▸ YOUR TASK:
Write out every line of the records below as a numbered list, skipping any blank lines. Leave the pictures out of your answer.

▸ DATA FOR THIS EXERCISE:
---------------
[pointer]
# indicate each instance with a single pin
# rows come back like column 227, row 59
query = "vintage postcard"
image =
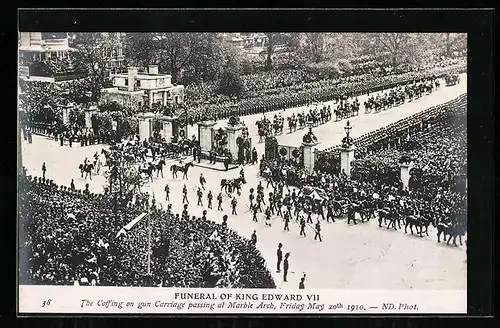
column 257, row 173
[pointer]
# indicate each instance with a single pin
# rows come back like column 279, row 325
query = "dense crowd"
column 306, row 93
column 435, row 149
column 70, row 236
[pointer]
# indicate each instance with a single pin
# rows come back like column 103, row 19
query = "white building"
column 136, row 89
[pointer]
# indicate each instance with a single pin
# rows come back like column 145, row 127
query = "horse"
column 158, row 167
column 87, row 168
column 417, row 222
column 148, row 171
column 230, row 184
column 184, row 169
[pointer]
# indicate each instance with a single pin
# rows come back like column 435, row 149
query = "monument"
column 347, row 151
column 145, row 121
column 309, row 143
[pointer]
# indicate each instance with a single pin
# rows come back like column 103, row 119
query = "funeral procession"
column 243, row 160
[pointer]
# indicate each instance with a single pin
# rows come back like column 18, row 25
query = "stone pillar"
column 167, row 127
column 205, row 129
column 308, row 155
column 145, row 125
column 233, row 132
column 346, row 157
column 405, row 174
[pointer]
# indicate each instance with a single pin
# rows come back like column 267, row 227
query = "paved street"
column 350, row 257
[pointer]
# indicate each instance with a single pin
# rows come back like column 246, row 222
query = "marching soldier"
column 167, row 193
column 185, row 214
column 219, row 199
column 44, row 169
column 285, row 266
column 233, row 204
column 329, row 213
column 210, row 197
column 254, row 237
column 318, row 230
column 254, row 210
column 302, row 227
column 199, row 193
column 268, row 217
column 184, row 195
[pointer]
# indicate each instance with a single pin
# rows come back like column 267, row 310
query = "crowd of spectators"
column 70, row 236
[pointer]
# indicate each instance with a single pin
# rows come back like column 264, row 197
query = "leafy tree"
column 90, row 56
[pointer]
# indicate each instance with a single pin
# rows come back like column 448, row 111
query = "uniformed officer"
column 279, row 254
column 184, row 195
column 167, row 193
column 202, row 181
column 199, row 193
column 318, row 231
column 287, row 221
column 44, row 169
column 254, row 237
column 285, row 266
column 302, row 227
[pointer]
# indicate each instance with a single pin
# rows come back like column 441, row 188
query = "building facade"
column 136, row 89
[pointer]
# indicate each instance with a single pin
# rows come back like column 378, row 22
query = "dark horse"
column 158, row 167
column 87, row 168
column 184, row 169
column 148, row 171
column 231, row 184
column 419, row 222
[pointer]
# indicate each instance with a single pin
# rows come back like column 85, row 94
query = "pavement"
column 363, row 256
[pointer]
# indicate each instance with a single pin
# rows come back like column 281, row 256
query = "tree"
column 90, row 56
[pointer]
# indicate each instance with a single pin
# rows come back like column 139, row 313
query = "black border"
column 478, row 23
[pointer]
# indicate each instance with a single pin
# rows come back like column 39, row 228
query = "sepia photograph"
column 274, row 161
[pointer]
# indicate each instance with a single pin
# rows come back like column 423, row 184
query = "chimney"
column 132, row 73
column 153, row 69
---------------
▸ REPLY:
1. [pointer]
2. # indicate each instance with a single pin
3. # rows come back like column 227, row 59
4. query = "vintage postcard"
5. image =
6. column 257, row 173
7. [pointer]
8. # indicate each instance with a single pin
9. # rows come back like column 279, row 325
10. query = "dense crowd"
11. column 306, row 93
12. column 435, row 149
13. column 70, row 236
14. [pointer]
15. # indicate each instance with a single pin
16. # rows come back like column 103, row 19
17. query = "white building"
18. column 136, row 89
19. [pointer]
20. # indicate each instance with a single pin
21. # rows come back like column 145, row 127
22. query = "horse"
23. column 158, row 167
24. column 87, row 168
25. column 417, row 222
26. column 148, row 171
27. column 230, row 184
28. column 184, row 169
29. [pointer]
30. # indicate each instance with a single pin
31. # rows come back like column 435, row 149
32. query = "monument"
33. column 347, row 151
34. column 145, row 121
35. column 309, row 143
36. [pointer]
37. # indicate each instance with a single pin
38. # rows come back like column 103, row 119
39. query = "funeral procession"
40. column 243, row 160
41. [pointer]
42. # indicate each instance with a single pin
43. # rows come back like column 18, row 25
44. query = "stone pillar"
45. column 167, row 127
46. column 205, row 129
47. column 308, row 155
48. column 145, row 125
49. column 233, row 132
50. column 346, row 157
51. column 405, row 174
52. [pointer]
53. # indicate each instance with a single pin
54. # rows come back like column 267, row 227
55. query = "paved street"
56. column 350, row 257
57. [pointer]
58. # indicate each instance with a single pin
59. # rows come back like column 246, row 222
60. query = "marching soldier"
61. column 167, row 193
62. column 185, row 214
63. column 219, row 199
64. column 44, row 169
65. column 285, row 266
66. column 233, row 204
67. column 329, row 213
68. column 210, row 197
69. column 254, row 237
70. column 318, row 230
71. column 254, row 210
72. column 302, row 227
73. column 199, row 193
74. column 268, row 217
75. column 184, row 195
76. [pointer]
77. # indicate each instance with a single pin
78. # rows come back like column 267, row 310
79. query = "crowd of spectators"
80. column 70, row 236
81. [pointer]
82. # indicate each instance with a single pin
83. # rows come back like column 264, row 197
84. query = "leafy tree"
85. column 90, row 56
86. [pointer]
87. # indicate each instance with a single pin
88. # rows come back like column 448, row 111
89. query = "uniformed officer"
90. column 279, row 254
91. column 184, row 195
92. column 167, row 193
93. column 202, row 181
94. column 199, row 193
95. column 318, row 231
96. column 287, row 221
97. column 44, row 169
98. column 254, row 237
99. column 285, row 266
100. column 302, row 227
101. [pointer]
102. # indicate each instance with a single pin
103. # rows come back like column 441, row 188
104. query = "building facade"
105. column 136, row 89
106. [pointer]
107. # indicate each instance with a single pin
108. # rows come back like column 378, row 22
109. query = "dark horse"
110. column 158, row 167
111. column 87, row 168
112. column 184, row 169
113. column 148, row 171
114. column 231, row 184
115. column 419, row 222
116. [pointer]
117. # indicate each instance with a single pin
118. # rows come back like column 85, row 94
119. query = "pavement"
120. column 363, row 256
121. [pointer]
122. # indicate each instance with a single pin
123. # rows come back like column 281, row 256
124. query = "tree"
125. column 90, row 56
126. [pointer]
127. # indicate each instance with a single pin
128. # rows come back like column 139, row 313
129. query = "black border"
130. column 478, row 23
131. [pointer]
132. # indicate each instance with a single pin
133. # rows come back like column 39, row 228
134. query = "sepia photograph"
135. column 274, row 161
136. [pointer]
137. # indicate each instance with a single pin
138. # rows come back like column 423, row 184
139. query = "chimney"
140. column 132, row 73
141. column 153, row 69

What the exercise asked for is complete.